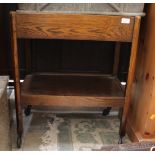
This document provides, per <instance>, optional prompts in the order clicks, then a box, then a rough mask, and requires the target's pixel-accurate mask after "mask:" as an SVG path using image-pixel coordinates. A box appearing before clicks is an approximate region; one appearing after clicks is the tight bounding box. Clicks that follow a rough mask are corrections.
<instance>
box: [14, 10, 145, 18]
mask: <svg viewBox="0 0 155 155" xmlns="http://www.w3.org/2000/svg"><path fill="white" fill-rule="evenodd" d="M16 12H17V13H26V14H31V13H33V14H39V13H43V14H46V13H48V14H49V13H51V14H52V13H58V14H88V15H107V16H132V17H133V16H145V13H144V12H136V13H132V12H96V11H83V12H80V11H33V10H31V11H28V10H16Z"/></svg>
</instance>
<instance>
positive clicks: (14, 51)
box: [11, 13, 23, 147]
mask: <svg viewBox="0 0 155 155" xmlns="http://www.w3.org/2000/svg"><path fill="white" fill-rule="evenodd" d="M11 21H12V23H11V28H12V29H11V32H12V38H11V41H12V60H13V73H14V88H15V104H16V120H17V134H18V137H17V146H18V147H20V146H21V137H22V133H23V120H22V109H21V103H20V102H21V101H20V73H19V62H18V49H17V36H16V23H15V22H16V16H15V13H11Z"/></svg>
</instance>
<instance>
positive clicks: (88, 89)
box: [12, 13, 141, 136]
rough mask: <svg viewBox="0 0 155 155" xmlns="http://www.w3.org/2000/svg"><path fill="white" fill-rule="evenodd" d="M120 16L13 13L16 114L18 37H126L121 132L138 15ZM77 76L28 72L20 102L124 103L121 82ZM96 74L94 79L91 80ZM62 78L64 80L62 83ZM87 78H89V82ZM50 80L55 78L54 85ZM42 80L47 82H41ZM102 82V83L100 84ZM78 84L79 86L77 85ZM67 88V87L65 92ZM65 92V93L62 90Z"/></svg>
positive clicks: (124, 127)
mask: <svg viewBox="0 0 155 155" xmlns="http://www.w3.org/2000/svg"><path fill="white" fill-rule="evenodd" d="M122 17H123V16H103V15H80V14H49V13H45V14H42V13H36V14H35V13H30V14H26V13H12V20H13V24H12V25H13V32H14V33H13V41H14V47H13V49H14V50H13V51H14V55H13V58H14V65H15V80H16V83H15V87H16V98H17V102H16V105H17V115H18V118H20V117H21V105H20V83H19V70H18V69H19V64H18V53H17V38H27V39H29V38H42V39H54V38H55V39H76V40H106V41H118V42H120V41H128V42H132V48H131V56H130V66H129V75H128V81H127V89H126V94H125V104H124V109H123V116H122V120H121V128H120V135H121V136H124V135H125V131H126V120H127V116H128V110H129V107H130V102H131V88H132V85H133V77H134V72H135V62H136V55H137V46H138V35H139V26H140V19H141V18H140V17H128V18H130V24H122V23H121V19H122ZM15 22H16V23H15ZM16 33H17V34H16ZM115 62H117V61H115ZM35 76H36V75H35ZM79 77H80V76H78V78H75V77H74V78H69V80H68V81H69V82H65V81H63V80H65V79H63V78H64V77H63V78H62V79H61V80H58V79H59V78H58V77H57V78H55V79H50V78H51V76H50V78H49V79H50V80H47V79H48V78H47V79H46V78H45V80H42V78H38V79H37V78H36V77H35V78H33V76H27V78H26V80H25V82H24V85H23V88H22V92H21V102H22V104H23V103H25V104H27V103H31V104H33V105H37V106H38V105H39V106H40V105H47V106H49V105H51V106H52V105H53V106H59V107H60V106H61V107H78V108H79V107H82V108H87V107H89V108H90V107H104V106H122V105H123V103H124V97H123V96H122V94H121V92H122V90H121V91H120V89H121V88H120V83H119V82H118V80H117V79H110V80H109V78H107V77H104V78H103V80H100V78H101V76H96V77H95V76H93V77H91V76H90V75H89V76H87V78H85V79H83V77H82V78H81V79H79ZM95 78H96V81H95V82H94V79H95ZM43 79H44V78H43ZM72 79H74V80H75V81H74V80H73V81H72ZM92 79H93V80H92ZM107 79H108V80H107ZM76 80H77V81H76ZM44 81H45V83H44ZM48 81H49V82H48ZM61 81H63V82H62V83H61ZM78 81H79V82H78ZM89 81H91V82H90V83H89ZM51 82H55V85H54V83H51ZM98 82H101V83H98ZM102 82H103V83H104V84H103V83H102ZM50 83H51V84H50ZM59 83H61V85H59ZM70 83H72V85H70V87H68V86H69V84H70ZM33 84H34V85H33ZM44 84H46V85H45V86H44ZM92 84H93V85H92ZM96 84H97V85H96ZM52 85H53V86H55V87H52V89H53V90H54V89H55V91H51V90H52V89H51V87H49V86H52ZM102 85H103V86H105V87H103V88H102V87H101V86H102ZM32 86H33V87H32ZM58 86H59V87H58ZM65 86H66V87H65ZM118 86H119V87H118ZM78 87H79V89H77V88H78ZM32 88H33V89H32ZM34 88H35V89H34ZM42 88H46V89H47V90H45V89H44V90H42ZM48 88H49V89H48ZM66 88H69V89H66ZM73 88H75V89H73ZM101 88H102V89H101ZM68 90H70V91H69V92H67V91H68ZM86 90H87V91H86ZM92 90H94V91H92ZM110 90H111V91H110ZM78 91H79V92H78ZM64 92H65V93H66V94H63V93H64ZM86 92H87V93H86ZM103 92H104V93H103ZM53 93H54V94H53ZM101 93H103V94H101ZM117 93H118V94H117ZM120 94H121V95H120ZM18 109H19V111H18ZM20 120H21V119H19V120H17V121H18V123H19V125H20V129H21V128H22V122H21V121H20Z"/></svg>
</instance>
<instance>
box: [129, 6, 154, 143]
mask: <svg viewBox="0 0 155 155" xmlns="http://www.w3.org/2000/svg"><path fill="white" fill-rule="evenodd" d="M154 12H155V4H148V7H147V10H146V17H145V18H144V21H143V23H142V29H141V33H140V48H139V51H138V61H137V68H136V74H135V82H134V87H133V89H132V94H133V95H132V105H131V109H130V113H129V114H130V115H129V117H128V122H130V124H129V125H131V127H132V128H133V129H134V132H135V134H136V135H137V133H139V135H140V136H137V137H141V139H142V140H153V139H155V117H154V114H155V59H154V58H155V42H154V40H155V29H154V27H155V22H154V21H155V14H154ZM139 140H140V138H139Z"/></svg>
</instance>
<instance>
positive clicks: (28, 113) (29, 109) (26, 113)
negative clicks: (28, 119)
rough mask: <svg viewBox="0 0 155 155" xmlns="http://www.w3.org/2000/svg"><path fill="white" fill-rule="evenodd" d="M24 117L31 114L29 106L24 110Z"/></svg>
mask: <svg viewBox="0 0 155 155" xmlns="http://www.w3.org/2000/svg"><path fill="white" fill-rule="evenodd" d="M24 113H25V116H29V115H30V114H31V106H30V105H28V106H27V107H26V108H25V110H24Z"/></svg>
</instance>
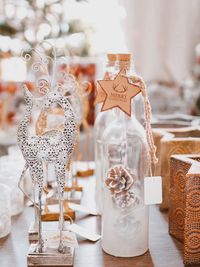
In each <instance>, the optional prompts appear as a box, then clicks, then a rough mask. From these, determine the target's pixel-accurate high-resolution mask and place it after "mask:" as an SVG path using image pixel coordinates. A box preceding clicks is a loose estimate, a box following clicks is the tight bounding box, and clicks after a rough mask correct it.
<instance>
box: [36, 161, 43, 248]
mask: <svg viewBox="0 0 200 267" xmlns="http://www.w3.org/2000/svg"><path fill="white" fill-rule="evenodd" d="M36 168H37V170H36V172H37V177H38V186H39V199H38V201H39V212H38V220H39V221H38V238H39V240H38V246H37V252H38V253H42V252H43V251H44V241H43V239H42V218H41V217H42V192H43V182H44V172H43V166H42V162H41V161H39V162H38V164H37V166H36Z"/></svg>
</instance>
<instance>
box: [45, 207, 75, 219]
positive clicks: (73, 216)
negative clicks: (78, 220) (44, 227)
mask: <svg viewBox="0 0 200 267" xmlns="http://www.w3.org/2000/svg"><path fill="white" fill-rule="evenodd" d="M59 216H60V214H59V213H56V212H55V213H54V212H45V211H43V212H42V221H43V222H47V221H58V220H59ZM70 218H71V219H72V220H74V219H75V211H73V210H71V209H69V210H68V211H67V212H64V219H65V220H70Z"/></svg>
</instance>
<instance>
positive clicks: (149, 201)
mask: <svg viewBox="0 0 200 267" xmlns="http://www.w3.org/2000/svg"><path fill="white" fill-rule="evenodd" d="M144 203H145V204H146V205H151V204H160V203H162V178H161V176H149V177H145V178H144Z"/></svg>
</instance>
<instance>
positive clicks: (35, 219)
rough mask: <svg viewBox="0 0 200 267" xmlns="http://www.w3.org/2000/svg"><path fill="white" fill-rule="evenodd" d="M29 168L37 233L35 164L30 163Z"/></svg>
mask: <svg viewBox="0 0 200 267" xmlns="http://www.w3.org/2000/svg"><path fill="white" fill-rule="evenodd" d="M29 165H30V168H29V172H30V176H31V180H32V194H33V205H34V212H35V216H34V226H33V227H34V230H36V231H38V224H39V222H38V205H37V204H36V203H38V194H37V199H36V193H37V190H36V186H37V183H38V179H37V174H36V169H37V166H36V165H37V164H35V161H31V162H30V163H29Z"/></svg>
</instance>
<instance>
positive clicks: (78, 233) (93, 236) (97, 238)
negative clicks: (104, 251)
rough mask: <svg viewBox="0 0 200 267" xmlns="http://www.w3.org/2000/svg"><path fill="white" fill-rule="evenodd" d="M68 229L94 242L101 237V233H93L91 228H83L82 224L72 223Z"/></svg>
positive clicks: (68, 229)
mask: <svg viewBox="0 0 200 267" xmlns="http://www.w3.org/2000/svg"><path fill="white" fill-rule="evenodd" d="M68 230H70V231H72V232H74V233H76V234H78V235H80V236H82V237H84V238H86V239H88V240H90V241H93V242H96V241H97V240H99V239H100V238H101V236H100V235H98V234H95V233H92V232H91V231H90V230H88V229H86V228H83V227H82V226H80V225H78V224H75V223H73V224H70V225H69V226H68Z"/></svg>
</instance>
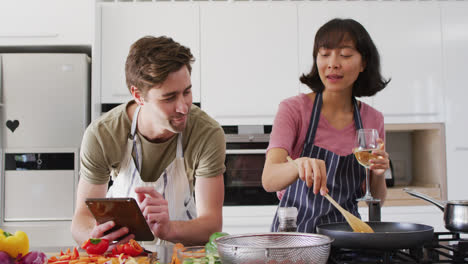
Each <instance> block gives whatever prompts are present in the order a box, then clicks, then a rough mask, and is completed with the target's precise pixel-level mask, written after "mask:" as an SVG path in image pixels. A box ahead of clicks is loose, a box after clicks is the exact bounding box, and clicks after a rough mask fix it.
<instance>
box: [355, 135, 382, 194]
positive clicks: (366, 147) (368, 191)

**What you have to do:** Give the stretch from the line containing "16L13 13L16 114L18" through the line containing "positive clicks: (124, 127)" again, replacing "positive clicks" with "corrective clicks" and leaving everything else unchanged.

**Answer area:**
rough mask: <svg viewBox="0 0 155 155" xmlns="http://www.w3.org/2000/svg"><path fill="white" fill-rule="evenodd" d="M120 16L13 13L16 114L18 37H126L121 132L138 15ZM77 76L28 72L20 102L124 103L121 82ZM96 74L94 79L91 80ZM62 78L64 80L62 83ZM87 78H89V82ZM50 80L55 78L54 85ZM42 80L47 82H41ZM102 82V83L100 84ZM78 84L79 86L77 85ZM67 88V87L65 92ZM65 92V93L62 90Z"/></svg>
corrective clicks: (124, 127)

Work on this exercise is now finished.